Records from a point labeling set
----

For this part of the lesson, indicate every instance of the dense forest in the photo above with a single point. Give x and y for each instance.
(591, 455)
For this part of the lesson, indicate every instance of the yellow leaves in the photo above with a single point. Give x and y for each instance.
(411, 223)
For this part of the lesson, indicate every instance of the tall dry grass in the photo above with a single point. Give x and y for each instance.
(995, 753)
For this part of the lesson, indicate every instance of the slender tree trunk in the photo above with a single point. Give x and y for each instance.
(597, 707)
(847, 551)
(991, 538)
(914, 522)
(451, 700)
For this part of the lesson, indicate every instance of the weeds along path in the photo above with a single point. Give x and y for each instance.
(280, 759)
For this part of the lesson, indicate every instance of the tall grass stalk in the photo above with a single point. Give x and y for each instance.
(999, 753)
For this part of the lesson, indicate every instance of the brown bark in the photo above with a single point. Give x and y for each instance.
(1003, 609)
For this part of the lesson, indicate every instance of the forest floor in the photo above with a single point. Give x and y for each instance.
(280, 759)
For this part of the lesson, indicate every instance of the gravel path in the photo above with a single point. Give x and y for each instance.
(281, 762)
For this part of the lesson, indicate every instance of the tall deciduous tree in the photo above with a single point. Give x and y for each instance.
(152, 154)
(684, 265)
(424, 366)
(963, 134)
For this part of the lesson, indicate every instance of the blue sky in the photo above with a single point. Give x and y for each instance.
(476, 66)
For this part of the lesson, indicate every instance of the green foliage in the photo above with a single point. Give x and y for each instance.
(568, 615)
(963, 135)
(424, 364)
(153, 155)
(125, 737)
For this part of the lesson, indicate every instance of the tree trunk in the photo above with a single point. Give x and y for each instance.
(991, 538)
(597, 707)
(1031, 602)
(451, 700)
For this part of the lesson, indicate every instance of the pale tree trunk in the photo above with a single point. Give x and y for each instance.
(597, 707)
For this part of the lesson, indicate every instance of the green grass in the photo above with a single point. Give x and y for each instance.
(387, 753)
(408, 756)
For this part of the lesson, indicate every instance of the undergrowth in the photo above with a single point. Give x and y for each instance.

----

● **Problem**: Give the stretch from the line containing "of the tree" through the end of the records as a Markdown table with two columns, Row and Line. Number each line in Row and skip any blank lines.

● **Output of the exercise**:
| Row | Line |
|---|---|
| 1 | For this part of the lesson, indicate every instance of the tree trunk in the photo above with a single point. Give x and y for each instance. |
| 2 | (991, 538) |
| 3 | (597, 707) |
| 4 | (1031, 602) |
| 5 | (451, 700) |
| 6 | For this part of the lesson, indicate every instance of the pale tree trunk in the photo above with a single point. Give x and y for each instance. |
| 7 | (597, 707) |
| 8 | For this part of the lesson, indicate every instance of the green grass in the photo above with a single point. Give x and y for each instance. |
| 9 | (387, 753) |
| 10 | (408, 756) |
| 11 | For this part of the lesson, indicate every instance of the undergrowth in the photo above with a single point. Give x and y for each instance. |